## BEGIN

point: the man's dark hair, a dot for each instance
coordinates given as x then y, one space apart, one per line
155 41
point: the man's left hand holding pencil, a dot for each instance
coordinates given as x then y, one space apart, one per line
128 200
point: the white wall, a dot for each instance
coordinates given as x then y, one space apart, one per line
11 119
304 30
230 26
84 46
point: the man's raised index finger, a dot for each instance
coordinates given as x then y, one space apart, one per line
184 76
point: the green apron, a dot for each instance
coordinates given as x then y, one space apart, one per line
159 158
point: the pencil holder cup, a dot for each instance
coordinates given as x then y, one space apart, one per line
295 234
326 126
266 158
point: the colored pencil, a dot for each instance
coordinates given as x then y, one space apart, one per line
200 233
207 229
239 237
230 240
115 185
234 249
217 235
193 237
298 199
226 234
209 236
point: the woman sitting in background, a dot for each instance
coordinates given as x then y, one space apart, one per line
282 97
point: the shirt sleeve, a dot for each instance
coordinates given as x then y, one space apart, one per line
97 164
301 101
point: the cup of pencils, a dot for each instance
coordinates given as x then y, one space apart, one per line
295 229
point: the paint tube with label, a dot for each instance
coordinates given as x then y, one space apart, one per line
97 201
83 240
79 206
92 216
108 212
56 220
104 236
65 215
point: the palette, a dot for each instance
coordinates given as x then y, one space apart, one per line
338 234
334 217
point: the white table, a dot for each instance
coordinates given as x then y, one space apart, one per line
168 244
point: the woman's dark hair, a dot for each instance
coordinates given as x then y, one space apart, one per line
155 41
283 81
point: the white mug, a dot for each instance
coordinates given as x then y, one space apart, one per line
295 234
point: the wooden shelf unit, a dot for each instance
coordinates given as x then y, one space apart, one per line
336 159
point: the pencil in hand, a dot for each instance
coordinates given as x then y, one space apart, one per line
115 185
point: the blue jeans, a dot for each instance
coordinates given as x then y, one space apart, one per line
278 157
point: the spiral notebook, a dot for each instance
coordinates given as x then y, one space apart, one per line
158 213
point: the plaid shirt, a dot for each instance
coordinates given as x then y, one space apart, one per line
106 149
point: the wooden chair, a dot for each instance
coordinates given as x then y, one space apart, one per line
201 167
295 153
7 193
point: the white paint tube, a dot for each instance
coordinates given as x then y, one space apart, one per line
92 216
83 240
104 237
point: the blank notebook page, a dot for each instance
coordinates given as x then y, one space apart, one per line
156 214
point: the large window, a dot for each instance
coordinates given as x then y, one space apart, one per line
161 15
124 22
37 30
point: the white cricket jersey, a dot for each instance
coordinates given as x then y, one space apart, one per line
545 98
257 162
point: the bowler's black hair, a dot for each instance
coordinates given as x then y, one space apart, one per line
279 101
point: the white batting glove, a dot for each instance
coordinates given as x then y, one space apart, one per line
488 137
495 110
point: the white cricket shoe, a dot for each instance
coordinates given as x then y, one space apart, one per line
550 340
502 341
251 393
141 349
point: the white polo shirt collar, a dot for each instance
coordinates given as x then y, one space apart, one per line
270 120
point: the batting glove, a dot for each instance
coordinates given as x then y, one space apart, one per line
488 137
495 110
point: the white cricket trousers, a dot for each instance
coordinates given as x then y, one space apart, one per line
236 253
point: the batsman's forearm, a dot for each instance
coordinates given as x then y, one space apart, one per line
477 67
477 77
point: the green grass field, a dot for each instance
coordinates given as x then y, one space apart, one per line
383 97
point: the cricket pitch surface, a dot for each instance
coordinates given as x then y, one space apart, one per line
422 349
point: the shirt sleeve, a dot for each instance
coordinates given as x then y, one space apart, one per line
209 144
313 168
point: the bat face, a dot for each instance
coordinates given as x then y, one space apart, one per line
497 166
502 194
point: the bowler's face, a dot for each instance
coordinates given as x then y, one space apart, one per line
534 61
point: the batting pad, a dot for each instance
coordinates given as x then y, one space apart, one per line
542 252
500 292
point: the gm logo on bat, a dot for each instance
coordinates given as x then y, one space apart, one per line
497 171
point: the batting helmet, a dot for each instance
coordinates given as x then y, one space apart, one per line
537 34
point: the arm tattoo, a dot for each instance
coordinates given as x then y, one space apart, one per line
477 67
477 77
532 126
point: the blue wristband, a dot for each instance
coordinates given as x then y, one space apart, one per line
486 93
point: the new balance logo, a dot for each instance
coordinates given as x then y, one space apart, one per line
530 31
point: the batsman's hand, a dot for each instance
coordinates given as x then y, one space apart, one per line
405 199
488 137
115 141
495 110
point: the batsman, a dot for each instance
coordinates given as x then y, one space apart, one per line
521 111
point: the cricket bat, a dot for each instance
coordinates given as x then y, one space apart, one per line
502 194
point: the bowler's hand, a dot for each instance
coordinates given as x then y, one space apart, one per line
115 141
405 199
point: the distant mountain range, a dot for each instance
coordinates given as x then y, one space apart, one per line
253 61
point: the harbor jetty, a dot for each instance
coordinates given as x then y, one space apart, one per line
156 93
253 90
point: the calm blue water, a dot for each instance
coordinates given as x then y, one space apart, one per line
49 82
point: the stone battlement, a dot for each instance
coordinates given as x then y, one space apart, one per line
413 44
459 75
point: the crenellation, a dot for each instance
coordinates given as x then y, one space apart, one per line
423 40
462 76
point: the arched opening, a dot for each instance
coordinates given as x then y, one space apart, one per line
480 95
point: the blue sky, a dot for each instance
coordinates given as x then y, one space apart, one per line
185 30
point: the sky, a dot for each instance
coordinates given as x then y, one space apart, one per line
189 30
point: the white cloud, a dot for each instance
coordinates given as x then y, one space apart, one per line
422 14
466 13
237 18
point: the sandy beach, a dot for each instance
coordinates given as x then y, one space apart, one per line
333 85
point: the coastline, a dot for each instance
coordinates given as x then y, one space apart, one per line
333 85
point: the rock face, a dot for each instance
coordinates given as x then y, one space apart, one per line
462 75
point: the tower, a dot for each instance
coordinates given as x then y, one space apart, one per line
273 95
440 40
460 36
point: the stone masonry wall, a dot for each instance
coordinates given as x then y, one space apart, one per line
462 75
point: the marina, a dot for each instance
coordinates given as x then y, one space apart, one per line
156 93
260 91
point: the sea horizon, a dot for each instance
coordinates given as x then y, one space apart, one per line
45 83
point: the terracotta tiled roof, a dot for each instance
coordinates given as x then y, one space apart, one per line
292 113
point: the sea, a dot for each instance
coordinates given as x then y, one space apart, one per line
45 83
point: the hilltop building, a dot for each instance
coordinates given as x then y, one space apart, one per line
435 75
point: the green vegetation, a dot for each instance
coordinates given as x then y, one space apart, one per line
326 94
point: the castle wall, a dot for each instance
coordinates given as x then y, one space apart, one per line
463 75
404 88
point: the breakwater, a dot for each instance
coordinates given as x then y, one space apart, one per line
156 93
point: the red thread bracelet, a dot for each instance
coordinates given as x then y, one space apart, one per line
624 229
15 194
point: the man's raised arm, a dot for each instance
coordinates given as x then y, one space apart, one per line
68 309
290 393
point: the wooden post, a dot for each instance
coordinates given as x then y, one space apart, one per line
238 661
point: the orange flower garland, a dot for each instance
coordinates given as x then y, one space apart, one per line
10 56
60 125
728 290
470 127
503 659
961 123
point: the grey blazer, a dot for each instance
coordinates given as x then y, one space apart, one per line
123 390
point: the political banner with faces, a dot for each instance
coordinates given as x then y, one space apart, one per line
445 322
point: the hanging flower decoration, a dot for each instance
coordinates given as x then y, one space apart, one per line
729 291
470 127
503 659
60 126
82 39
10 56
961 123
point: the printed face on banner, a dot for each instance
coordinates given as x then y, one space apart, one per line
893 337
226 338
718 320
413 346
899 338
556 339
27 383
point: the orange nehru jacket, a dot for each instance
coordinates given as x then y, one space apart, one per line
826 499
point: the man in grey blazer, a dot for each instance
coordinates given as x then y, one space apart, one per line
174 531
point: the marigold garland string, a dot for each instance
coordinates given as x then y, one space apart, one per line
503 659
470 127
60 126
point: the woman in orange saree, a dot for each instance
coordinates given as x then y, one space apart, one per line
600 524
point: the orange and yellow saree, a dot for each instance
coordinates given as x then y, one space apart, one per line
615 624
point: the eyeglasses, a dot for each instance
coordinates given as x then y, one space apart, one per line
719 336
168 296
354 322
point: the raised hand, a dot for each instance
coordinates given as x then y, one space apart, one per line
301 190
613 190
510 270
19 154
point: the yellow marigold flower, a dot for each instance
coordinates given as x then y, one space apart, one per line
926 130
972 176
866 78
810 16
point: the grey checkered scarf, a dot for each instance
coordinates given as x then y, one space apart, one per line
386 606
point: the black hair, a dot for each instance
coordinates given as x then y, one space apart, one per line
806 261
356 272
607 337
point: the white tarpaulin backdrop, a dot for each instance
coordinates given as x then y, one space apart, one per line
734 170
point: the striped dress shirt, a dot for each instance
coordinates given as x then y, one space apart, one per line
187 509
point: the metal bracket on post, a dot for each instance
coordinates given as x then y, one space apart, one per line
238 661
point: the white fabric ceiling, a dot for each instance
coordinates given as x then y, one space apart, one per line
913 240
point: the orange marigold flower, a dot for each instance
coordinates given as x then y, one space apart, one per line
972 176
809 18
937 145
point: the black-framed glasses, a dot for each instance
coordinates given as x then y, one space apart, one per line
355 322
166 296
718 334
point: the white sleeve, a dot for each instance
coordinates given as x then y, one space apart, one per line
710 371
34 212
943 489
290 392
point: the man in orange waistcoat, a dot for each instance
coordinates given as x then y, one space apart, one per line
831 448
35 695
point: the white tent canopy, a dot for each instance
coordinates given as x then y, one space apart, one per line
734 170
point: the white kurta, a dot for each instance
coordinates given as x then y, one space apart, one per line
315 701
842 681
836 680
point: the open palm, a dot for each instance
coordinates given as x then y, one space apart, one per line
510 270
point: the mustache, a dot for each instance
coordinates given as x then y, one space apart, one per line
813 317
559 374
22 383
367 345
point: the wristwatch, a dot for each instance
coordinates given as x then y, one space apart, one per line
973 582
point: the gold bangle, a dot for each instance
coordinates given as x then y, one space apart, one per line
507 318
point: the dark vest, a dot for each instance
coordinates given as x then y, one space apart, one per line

## END

* Request: Write out the stretch of data from the line containing "point: the wristwatch, a" through the end again, swapping "gold" for "silver" and leaving everything else unchanged.

* Solution to this exercise:
point: the wristwatch, a dot for each instance
coordinates given as x then y, one space apart, one per line
973 582
point: the silver bangle, a dot for each instance
coordinates given as x then y, one space apart, one per line
507 318
point: the dark vest, a dot for each instance
coordinates given as x then y, one space apart, one per line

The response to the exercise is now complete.